* start Data section *

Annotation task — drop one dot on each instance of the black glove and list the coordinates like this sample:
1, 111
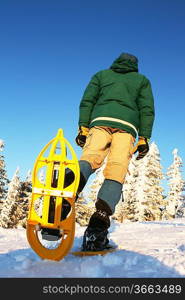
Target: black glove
142, 147
82, 135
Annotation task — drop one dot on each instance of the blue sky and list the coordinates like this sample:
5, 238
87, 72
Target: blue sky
49, 51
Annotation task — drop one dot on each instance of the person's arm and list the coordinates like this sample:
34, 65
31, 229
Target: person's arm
145, 104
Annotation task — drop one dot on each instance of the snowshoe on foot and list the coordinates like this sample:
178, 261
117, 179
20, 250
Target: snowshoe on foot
95, 236
50, 234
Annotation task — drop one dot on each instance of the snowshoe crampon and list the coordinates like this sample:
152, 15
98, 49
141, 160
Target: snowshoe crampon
51, 194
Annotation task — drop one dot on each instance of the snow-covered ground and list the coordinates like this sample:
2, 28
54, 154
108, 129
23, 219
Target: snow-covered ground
147, 249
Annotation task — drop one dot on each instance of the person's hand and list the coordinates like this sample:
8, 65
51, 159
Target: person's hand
142, 147
82, 135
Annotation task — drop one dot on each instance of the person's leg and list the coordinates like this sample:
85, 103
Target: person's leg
95, 236
116, 168
93, 155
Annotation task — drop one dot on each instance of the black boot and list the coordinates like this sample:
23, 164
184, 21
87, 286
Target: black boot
50, 234
95, 236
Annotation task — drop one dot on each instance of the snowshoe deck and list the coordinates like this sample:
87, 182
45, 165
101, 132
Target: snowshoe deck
49, 196
92, 253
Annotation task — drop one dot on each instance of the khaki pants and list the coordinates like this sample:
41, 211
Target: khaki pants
116, 144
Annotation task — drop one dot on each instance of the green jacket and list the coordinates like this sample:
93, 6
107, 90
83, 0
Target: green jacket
119, 97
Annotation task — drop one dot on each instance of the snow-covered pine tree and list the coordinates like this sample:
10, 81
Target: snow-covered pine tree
10, 203
3, 176
143, 199
175, 206
22, 205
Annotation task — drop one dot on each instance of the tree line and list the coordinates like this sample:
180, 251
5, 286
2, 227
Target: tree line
143, 197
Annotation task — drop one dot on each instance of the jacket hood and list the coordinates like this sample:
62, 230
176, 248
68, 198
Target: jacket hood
125, 63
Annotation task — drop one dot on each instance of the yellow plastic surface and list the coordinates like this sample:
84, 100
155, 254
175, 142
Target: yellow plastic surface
51, 160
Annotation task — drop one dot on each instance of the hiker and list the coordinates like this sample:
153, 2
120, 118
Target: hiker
117, 107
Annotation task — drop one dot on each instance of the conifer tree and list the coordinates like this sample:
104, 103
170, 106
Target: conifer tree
175, 206
3, 177
143, 198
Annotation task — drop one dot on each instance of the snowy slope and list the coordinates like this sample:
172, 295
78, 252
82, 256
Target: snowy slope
147, 249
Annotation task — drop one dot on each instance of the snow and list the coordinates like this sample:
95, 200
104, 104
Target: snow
145, 250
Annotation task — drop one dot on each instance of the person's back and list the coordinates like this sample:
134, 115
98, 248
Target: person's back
119, 97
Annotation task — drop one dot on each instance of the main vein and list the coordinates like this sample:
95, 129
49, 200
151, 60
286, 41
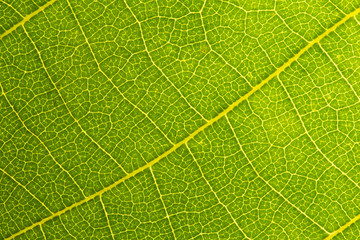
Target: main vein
27, 18
199, 130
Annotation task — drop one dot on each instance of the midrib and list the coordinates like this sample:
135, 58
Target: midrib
192, 135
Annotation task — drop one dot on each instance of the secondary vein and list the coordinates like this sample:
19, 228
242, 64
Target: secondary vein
200, 129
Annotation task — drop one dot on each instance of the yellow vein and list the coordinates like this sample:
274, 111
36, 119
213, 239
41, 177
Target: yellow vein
26, 19
342, 228
200, 129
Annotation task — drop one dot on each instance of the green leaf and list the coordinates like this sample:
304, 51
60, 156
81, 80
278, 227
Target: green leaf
164, 119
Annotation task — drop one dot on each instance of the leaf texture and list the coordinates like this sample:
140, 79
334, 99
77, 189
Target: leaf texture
179, 119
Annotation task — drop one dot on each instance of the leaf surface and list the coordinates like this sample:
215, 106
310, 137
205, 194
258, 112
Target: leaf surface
179, 119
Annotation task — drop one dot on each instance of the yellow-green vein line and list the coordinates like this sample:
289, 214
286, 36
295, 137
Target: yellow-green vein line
202, 128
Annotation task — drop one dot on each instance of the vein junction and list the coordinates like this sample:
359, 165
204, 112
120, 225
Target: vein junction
192, 135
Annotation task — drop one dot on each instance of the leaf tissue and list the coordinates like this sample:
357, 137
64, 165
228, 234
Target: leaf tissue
179, 119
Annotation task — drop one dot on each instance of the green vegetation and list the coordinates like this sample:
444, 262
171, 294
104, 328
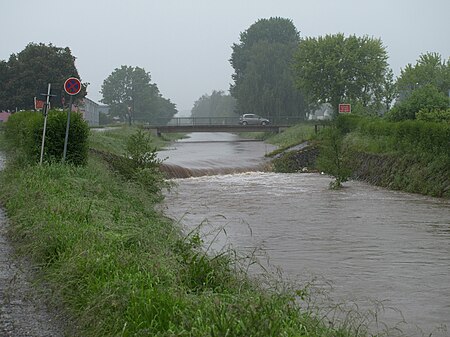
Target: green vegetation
133, 98
411, 155
27, 74
118, 267
263, 79
336, 69
24, 130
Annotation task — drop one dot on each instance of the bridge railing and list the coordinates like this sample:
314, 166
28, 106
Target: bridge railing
185, 121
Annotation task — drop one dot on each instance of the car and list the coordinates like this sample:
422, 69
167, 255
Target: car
252, 119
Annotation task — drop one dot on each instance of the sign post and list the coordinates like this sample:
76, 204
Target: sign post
345, 108
46, 105
72, 86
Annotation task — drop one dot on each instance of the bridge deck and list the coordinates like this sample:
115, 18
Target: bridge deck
216, 128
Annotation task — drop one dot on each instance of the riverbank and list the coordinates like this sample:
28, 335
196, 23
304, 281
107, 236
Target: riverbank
410, 156
116, 266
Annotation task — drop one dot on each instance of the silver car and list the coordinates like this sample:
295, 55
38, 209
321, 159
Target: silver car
252, 119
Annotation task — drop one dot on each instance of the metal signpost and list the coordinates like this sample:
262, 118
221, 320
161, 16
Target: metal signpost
345, 108
45, 110
72, 86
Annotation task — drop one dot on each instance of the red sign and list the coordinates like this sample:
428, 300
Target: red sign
72, 86
38, 104
345, 108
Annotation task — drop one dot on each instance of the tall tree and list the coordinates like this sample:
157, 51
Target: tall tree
28, 73
336, 69
215, 105
263, 81
132, 97
429, 69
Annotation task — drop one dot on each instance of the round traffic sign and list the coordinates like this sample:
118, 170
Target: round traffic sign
72, 86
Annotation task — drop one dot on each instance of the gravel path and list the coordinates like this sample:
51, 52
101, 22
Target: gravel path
22, 312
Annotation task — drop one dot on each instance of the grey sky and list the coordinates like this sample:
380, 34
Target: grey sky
186, 45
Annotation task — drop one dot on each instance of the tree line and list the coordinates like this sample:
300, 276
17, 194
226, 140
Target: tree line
128, 91
276, 73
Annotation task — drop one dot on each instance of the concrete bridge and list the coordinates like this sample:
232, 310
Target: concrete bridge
222, 124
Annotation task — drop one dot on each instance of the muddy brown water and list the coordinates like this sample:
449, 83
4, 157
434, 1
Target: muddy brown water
369, 244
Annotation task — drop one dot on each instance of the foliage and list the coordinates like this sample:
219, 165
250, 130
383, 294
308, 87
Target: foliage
26, 75
336, 69
24, 130
334, 156
430, 69
120, 268
263, 82
439, 116
389, 90
215, 105
130, 95
426, 97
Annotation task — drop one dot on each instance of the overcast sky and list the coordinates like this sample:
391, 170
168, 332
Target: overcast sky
186, 44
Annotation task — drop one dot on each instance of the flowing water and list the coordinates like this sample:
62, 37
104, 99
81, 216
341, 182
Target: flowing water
369, 243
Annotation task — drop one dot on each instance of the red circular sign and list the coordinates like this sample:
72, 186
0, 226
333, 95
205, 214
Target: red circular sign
72, 86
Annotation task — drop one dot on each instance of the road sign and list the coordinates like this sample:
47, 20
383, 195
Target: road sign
345, 108
72, 86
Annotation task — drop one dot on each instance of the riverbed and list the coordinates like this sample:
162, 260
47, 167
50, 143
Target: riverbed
370, 245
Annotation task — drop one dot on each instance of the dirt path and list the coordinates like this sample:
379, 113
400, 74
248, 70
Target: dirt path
22, 313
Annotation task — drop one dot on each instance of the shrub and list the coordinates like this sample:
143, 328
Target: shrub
24, 131
426, 97
334, 157
428, 115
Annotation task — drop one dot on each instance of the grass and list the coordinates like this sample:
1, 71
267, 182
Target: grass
118, 267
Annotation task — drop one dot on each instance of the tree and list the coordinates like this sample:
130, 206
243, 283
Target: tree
263, 82
427, 97
334, 157
28, 73
131, 96
215, 105
389, 90
336, 69
429, 69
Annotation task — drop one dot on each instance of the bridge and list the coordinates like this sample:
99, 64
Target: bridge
222, 124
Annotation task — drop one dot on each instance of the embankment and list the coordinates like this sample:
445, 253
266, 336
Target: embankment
405, 172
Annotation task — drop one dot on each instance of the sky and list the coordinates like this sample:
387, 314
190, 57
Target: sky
185, 45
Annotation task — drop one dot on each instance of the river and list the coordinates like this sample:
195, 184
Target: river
370, 245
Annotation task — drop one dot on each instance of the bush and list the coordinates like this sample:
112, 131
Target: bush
426, 97
334, 157
439, 116
24, 132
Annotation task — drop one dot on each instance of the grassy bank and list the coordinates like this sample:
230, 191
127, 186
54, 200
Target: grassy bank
118, 267
412, 156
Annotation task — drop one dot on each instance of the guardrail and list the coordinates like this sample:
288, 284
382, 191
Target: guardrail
183, 121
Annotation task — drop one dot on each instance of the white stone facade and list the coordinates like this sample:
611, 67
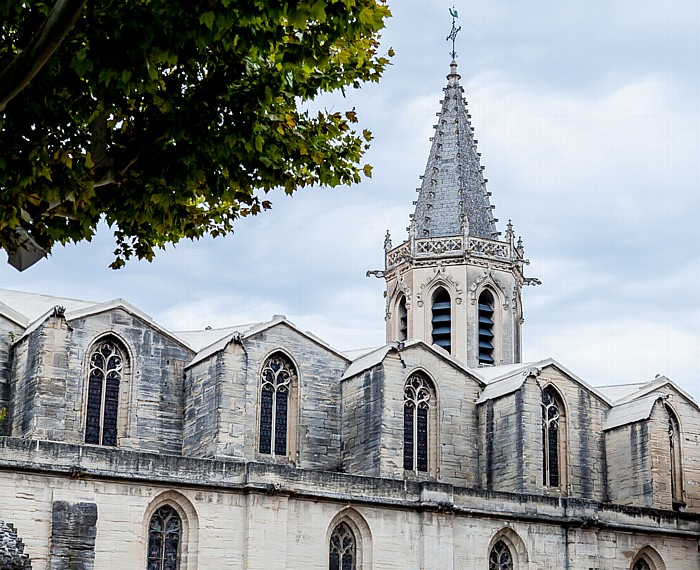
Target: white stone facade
123, 444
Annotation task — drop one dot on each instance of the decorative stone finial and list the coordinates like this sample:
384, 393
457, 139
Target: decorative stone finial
387, 241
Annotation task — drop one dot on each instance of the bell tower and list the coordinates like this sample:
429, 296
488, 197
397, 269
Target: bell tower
454, 282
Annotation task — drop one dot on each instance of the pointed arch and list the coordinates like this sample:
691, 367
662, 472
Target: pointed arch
486, 327
675, 445
441, 318
507, 551
648, 559
554, 439
278, 406
170, 533
107, 379
349, 523
401, 312
420, 425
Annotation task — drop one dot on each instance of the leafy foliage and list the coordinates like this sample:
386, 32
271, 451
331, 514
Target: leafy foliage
172, 118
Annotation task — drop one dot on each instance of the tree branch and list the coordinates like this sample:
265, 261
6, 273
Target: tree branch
17, 75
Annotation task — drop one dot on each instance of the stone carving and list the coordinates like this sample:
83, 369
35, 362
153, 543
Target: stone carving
438, 246
490, 278
440, 276
12, 555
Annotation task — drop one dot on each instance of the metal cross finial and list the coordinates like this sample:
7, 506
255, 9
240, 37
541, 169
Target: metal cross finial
453, 32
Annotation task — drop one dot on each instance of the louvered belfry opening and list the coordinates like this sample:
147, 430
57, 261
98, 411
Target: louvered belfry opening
442, 320
403, 319
486, 325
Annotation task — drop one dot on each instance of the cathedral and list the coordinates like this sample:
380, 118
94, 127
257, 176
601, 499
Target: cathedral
123, 444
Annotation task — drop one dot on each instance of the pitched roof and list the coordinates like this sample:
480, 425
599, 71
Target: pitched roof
502, 380
229, 335
453, 184
33, 306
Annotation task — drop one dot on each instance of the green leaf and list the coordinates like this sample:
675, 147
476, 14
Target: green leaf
207, 19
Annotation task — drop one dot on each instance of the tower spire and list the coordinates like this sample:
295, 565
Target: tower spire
453, 185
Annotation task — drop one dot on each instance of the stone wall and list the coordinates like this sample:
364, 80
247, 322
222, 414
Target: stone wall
255, 516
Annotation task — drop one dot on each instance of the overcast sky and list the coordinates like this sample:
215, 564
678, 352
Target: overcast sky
588, 121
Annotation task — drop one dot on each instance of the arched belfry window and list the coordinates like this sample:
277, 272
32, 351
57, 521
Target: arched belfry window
486, 328
674, 444
442, 319
641, 564
403, 318
419, 402
106, 372
164, 537
553, 442
278, 378
343, 549
500, 557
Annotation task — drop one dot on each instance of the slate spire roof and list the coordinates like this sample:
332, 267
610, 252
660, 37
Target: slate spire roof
453, 184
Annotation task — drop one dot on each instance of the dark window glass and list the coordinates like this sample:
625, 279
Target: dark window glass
500, 557
104, 378
277, 377
164, 536
551, 415
442, 320
403, 319
486, 326
641, 564
416, 408
343, 550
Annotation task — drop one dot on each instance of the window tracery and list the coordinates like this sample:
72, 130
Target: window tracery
416, 410
164, 537
403, 319
674, 443
277, 377
552, 417
343, 549
442, 319
500, 557
104, 377
641, 564
486, 328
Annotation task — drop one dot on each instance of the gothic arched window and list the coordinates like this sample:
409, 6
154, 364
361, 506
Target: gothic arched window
343, 549
278, 377
486, 327
442, 319
500, 557
418, 401
674, 443
403, 318
164, 537
552, 442
641, 564
106, 370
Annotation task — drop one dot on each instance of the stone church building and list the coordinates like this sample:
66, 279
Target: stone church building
126, 445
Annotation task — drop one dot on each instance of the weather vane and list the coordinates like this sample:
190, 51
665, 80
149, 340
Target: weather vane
453, 32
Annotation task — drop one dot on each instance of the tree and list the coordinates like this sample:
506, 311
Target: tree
172, 118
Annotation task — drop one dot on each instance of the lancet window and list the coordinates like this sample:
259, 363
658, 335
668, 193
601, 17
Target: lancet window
343, 549
418, 400
552, 442
486, 328
500, 557
442, 319
674, 443
164, 538
641, 564
278, 377
403, 319
106, 370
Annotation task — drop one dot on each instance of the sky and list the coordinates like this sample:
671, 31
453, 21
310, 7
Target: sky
588, 121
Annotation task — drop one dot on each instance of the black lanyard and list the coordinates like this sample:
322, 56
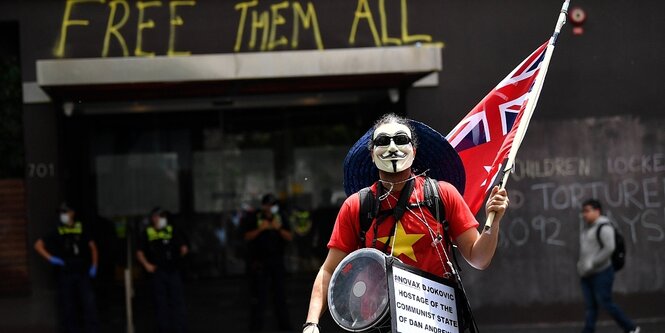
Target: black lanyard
397, 212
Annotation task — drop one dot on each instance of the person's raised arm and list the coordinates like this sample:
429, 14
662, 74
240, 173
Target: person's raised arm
319, 300
478, 248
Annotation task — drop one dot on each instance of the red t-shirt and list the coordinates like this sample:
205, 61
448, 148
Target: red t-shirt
412, 239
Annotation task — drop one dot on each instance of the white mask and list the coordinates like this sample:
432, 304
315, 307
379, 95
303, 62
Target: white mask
393, 157
161, 223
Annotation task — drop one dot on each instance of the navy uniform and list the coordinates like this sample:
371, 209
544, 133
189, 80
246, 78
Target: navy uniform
73, 253
161, 250
267, 234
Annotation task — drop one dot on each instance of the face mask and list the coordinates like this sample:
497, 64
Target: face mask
392, 150
161, 223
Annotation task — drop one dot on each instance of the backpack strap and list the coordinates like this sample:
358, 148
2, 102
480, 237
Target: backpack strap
600, 241
434, 202
436, 207
367, 212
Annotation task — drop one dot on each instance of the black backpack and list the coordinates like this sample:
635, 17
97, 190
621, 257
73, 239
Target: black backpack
369, 209
619, 253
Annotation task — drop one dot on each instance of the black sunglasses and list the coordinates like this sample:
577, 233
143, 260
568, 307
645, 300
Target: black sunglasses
384, 140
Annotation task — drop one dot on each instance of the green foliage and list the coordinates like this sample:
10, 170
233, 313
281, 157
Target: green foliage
11, 123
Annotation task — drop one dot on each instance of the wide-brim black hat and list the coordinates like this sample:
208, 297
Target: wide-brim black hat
433, 154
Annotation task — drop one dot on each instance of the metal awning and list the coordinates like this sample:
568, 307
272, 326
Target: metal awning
197, 76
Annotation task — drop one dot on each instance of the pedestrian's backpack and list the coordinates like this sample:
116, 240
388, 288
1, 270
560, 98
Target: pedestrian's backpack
619, 253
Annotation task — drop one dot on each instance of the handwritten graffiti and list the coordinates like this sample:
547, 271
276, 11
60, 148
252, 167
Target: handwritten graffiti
260, 25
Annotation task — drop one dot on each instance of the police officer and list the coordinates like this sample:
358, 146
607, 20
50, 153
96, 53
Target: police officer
161, 248
74, 254
267, 234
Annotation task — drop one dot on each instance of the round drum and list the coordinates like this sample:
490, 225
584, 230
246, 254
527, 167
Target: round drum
358, 292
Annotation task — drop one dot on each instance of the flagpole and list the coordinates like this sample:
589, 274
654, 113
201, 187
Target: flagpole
530, 106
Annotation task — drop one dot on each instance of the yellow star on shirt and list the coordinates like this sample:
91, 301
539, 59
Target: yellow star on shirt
403, 242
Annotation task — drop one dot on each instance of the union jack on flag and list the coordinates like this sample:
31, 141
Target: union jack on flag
484, 137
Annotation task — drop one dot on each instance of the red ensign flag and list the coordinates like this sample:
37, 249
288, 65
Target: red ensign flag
484, 137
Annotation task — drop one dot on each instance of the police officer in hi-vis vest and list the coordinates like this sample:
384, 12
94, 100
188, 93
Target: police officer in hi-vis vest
160, 251
73, 253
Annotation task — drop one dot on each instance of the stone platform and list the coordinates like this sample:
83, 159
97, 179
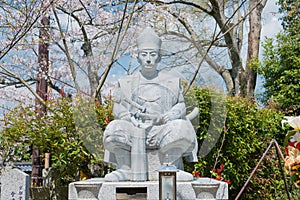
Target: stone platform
98, 189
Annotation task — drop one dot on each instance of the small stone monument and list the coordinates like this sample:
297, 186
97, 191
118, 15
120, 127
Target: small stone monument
15, 185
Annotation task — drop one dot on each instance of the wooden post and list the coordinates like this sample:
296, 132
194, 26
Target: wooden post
41, 89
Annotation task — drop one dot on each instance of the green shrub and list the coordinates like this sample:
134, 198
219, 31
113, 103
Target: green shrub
245, 134
70, 131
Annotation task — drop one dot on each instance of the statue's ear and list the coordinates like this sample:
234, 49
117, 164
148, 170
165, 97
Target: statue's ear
138, 59
158, 58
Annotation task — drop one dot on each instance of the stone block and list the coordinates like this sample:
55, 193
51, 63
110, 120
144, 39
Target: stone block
98, 189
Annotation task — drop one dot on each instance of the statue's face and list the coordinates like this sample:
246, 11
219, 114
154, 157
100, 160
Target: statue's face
149, 58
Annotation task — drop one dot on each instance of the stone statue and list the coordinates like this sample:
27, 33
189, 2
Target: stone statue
150, 127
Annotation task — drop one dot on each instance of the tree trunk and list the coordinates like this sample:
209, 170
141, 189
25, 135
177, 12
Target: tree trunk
249, 78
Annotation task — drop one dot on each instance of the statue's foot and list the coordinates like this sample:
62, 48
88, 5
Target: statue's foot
184, 176
118, 175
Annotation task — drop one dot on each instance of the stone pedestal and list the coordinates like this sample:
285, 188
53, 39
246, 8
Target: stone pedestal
98, 189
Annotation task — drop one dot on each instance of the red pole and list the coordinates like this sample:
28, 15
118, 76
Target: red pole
42, 90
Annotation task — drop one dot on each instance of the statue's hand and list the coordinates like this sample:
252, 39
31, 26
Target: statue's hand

* end Data section *

## Stated task:
Return exactly the lines of the data, and only those, from the line with "the stone statue" through the last line, inclusive.

## Finished exercise:
Annotation task — drop one dot on each instance of the stone statue and list the coordinates like this sample:
27, 33
189, 2
Target: stone statue
150, 127
Annotation task — drop one dot on each instance of the tree trunk and list the coordinates like this sample:
209, 170
141, 189
25, 135
177, 12
Target: tree trunk
249, 78
Annotation task — drop one dot on each instance of the statue's foot and list the coordinates like this sample:
62, 48
88, 5
Target: statue's foot
184, 176
118, 175
Annotation task — drop one dot on each instance of the stone pedestal and list the coordinates like this sample:
285, 188
53, 39
246, 8
Target: stone pedestal
98, 189
Annotation task — drop one dot on each instance of the red pole and list the coordinates like this sample:
28, 15
118, 76
Target: red pole
42, 90
Annotation task — drop one dot on each instance of the statue's hand and list the coordinates like this sample:
252, 39
31, 26
Target: statue's hand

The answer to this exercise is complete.